>> Begin Selected passage

Finnish police reportedly stopped deporting foreign criminals after it was claimed an Iraqi criminal who was returned to his home country later died at the hands of a group who persecuted him to the point where he was forced to flee to Northern Europe.
The unnamed Iraqi man was said to have been murdered by people who chased him out of Iraq, returning to the Middle East after he was given the choice of a payment to leave Finland voluntarily or detention then deportation.
He chose to take the money and leave the country in late 2017.
Although his family have claimed that the man had died, no death certificate or photos of the man’s body were produced.
The account given by the man’s daughter did not match any reports of similar murders within the time frame the criminal allegedly died.
When the news broke, open border activists ran with the unsubstantiated claims of the criminal’s murder, taking the case to the European Human Rights tribunal in November 2019.
A case against Finland was launched for breaching the man’s human rights–although there was no proof that the deportee had died, and authorities now say that the man is alive and the story of his death was completely fabricated.
National File spoke with Finnish pundit Tiina Wiik, who said:
It was a big deal back then and the liberal activists made the most of it, trying to push their agenda of ending deportations in general. The police actually halted deportations to Iraq temporarily out of their own initiative, even though it’s not supposed to be up to them to decide if people get deported. The process is that courts and Migri (immigration office) make the decision to deport, and the police just puts it in practice. The decision by the police of course got criticism from nationalists especially.
Now KRP, which is like the Finnish FBI, said they’ve opened and investigation about this case. It turns out the man is alive and the story was bs. So the human rights tribunal can give verdicts against countries without even being shown evidence that the death they’re deciding about actually happened.

>> End Selected passage
>> Begin Excerpted records

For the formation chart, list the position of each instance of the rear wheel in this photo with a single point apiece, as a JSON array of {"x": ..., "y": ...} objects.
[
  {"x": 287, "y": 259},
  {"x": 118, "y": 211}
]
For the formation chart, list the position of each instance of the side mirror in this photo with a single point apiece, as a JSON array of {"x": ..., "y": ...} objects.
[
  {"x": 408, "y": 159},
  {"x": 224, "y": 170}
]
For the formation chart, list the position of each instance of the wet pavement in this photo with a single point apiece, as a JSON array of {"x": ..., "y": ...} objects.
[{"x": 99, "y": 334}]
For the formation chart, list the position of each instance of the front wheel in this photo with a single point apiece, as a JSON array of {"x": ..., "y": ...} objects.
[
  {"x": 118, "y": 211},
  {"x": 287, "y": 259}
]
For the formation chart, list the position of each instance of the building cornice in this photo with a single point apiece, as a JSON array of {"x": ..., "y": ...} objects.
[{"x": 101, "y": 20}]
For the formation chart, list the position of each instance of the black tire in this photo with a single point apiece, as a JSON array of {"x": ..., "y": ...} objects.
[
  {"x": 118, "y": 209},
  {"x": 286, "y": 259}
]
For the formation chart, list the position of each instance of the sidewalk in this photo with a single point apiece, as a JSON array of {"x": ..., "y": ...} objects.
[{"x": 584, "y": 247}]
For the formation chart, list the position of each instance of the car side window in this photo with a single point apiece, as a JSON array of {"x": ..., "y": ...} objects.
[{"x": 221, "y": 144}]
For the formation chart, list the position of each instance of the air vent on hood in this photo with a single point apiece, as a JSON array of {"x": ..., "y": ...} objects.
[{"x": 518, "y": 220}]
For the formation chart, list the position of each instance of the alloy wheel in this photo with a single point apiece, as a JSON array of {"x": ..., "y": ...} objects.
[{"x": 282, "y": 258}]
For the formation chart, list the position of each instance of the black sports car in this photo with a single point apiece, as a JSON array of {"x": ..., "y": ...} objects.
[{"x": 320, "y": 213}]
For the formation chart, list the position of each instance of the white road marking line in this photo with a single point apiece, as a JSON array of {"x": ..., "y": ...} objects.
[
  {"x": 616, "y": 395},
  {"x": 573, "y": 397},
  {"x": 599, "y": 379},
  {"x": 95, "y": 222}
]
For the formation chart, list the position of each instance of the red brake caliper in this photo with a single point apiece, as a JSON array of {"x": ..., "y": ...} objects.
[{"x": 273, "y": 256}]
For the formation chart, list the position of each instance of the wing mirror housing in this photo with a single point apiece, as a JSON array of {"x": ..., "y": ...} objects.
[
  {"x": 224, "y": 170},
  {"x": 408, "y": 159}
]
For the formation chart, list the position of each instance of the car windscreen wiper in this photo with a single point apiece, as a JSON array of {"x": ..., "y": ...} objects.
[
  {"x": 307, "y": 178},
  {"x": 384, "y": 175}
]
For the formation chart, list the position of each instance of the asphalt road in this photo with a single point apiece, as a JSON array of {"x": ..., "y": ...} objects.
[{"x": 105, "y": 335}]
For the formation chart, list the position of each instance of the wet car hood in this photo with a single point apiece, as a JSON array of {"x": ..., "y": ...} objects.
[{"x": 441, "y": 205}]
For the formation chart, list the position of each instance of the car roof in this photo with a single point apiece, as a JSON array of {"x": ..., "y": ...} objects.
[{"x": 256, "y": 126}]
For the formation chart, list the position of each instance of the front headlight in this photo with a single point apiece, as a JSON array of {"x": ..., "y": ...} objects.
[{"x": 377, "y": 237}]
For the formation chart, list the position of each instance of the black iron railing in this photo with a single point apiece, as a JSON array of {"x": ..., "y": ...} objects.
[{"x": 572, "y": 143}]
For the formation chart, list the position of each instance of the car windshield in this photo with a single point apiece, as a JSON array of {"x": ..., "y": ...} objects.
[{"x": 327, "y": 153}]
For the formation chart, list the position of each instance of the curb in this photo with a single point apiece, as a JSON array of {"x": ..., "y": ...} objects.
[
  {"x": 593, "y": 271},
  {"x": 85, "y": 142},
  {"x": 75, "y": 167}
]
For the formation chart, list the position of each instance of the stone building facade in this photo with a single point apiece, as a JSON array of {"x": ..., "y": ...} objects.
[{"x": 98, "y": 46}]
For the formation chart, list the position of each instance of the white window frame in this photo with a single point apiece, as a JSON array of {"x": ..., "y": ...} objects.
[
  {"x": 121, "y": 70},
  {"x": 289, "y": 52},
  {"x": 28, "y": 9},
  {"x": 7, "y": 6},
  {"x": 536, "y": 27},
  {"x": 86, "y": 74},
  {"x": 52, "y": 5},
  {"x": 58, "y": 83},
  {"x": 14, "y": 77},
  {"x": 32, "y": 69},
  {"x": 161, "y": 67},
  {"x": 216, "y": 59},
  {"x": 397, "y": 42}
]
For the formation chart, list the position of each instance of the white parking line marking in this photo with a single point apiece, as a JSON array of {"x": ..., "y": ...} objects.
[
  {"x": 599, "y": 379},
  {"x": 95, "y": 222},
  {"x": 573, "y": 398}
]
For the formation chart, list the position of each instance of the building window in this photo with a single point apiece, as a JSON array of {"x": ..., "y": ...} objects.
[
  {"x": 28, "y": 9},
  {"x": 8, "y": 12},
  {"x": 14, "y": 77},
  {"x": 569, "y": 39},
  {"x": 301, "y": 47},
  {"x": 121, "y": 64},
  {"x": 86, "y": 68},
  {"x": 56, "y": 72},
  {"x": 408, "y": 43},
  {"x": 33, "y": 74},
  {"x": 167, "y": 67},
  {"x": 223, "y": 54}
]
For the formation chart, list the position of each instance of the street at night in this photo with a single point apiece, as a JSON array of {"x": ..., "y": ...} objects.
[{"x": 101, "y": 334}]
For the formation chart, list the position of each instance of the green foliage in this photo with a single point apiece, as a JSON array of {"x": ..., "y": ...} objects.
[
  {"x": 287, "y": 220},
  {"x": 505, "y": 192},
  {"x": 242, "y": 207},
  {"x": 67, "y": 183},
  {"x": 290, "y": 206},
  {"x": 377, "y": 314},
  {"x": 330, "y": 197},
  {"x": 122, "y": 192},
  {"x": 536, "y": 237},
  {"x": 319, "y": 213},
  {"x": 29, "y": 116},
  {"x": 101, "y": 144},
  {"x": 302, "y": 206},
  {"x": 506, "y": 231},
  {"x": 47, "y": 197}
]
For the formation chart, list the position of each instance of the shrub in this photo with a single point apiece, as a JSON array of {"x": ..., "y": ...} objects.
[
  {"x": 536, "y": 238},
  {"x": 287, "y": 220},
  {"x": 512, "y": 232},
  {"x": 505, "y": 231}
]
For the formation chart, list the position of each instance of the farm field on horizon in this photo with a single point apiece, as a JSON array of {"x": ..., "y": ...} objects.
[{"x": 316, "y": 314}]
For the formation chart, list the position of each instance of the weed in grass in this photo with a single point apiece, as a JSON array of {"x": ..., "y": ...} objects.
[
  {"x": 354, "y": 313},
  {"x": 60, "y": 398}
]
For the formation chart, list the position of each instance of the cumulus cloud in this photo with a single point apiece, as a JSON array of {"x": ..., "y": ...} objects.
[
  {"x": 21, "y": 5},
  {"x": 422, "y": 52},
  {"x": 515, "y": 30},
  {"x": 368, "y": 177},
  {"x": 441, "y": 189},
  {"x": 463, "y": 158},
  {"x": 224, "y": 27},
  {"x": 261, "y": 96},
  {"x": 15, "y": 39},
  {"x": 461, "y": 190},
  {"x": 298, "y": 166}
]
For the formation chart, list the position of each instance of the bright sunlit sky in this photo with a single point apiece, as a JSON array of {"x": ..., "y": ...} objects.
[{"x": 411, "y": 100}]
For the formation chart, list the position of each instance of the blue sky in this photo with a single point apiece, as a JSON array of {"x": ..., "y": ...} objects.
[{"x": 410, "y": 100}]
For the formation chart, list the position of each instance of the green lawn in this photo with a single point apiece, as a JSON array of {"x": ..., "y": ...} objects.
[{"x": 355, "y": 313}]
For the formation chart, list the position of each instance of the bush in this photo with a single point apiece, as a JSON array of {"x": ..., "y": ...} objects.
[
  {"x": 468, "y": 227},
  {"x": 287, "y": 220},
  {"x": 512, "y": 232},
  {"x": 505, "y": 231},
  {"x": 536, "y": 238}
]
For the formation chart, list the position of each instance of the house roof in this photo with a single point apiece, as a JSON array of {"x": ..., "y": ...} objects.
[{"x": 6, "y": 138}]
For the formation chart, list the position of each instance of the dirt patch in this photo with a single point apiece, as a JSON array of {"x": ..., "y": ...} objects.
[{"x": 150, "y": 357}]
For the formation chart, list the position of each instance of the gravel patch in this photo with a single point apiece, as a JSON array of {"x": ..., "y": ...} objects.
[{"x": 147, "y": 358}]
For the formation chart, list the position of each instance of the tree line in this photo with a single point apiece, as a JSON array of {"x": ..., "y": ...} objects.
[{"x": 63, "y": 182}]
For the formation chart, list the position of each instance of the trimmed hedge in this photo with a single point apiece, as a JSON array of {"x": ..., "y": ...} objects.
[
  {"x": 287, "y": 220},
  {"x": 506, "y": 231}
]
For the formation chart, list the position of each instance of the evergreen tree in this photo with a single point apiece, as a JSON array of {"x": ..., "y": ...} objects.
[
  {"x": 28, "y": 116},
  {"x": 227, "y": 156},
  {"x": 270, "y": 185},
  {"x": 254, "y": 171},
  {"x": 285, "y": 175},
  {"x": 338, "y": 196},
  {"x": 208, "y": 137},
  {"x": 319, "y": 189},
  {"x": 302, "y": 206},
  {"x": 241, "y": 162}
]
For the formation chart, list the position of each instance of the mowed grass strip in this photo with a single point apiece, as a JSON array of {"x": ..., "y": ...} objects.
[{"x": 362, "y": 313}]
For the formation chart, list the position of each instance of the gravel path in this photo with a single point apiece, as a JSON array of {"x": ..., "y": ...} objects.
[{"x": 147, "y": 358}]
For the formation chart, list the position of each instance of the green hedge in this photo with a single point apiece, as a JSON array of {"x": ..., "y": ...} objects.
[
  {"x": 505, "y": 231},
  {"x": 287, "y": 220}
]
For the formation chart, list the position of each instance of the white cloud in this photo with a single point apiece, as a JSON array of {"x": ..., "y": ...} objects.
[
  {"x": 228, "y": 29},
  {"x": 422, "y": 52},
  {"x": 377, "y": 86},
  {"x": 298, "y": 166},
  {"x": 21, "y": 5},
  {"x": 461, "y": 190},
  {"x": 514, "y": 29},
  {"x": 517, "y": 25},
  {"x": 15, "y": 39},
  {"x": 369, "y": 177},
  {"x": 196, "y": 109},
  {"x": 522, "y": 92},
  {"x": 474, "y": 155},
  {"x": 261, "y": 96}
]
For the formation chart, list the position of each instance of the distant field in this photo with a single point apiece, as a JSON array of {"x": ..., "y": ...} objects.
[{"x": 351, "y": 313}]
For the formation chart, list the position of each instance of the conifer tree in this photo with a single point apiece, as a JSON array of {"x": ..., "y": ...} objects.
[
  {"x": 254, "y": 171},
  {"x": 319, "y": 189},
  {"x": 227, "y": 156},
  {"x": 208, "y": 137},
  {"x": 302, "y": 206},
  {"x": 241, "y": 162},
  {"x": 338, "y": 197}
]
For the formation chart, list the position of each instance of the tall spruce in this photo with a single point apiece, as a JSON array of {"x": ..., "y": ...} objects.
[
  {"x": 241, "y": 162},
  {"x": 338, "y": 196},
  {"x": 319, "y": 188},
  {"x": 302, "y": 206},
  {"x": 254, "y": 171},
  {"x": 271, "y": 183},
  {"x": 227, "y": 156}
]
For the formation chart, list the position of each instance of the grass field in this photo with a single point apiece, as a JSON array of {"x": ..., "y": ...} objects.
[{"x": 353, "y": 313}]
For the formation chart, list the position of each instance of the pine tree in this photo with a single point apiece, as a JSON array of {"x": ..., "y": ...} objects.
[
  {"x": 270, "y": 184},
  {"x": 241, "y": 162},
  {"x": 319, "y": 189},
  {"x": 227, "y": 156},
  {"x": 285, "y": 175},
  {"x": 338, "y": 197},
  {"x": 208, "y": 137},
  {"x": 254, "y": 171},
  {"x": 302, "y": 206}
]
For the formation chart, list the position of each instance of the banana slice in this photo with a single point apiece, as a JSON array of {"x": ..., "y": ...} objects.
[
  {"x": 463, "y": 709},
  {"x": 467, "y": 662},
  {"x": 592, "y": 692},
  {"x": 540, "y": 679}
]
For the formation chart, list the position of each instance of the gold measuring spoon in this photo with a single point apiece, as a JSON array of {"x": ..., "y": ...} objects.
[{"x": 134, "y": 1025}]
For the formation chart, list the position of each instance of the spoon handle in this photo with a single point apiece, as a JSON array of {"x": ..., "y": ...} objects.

>> End Excerpted records

■ The problem
From the report above on Finland's deportation of an Iraqi man, copy word for word the stretch that opens with the words "A case against" and closes with "was completely fabricated.".

■ Worked solution
A case against Finland was launched for breaching the man’s human rights–although there was no proof that the deportee had died, and authorities now say that the man is alive and the story of his death was completely fabricated.